## START DATASET RECORDS

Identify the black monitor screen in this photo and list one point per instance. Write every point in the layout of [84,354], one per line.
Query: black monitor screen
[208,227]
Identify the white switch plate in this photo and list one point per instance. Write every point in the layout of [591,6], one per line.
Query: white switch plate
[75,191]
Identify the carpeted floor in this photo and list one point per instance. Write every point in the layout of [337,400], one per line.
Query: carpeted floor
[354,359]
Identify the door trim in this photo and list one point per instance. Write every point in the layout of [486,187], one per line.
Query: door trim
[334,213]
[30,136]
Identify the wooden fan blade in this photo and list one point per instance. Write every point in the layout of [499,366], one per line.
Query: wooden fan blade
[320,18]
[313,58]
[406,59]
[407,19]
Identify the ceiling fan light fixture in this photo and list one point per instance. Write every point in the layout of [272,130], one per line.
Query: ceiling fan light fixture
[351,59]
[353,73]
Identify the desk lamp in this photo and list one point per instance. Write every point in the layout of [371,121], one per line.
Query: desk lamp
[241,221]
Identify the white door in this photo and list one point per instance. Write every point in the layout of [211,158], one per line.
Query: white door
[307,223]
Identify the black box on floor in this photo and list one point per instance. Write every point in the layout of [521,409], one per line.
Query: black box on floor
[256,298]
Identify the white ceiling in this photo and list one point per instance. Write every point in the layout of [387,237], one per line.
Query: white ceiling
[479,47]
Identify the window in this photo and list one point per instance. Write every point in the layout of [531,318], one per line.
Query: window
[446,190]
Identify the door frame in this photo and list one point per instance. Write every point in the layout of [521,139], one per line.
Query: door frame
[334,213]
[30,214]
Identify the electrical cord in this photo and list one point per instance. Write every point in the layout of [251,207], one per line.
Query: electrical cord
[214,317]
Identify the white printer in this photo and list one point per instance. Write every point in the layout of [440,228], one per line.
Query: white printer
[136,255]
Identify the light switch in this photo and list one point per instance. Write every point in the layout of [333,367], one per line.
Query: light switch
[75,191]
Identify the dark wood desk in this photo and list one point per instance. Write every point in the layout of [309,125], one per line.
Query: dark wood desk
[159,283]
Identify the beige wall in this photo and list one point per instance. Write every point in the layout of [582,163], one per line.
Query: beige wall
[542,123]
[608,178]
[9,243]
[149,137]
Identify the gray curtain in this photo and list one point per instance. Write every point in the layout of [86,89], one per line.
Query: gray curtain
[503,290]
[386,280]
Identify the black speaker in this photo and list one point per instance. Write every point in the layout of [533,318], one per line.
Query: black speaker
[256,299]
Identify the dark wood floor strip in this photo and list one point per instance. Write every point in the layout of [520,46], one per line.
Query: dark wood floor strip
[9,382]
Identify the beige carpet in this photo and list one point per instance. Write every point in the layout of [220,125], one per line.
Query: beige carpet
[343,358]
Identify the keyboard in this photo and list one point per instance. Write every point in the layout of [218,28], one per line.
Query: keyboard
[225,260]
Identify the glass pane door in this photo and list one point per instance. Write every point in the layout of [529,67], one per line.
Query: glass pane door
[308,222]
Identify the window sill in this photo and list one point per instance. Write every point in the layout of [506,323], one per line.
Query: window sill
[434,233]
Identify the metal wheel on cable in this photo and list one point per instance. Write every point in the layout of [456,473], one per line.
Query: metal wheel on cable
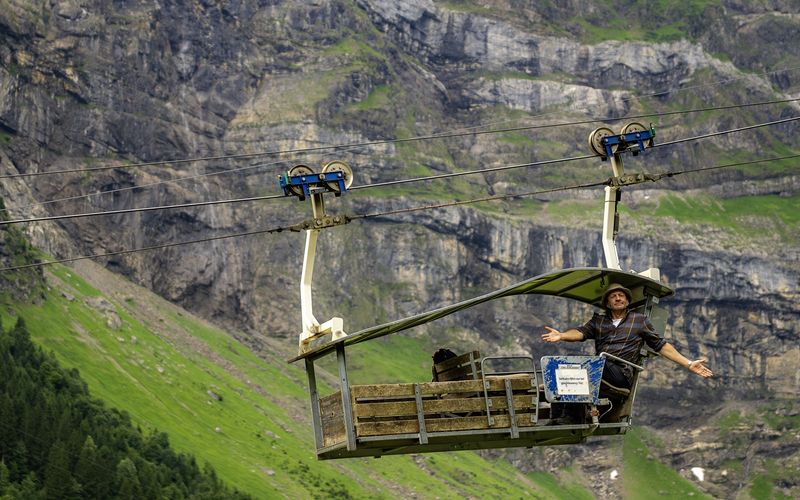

## END DATASET RECORDS

**TASK PROMPT:** Return the material word for word, starting at the line that contains "Identify the beige carpet" and running through its final line, both included. Leave the pictures out.

**RESPONSE TO THE TASK:**
Identify the beige carpet in this photo and list one point per instance. Write every point in the layout of [220,125], one per line.
Query: beige carpet
[343,358]
Identify the keyboard in this photo and list one point per instance. Write every point in the layout of [218,28], one per line.
Query: keyboard
[225,260]
Identify the glass pane door in this photo and list one point per instance. Write every point in the layout of [529,67], one per line.
Query: glass pane door
[308,222]
Identify the window sill in this photo and list one point per instance. Write every point in the layout of [506,323], one per line.
Query: window sill
[434,233]
Identify the metal wheel on cable in this photo and list one point per instance. Write every point in the layout of [456,473], one per line.
Query: metal wheel on cable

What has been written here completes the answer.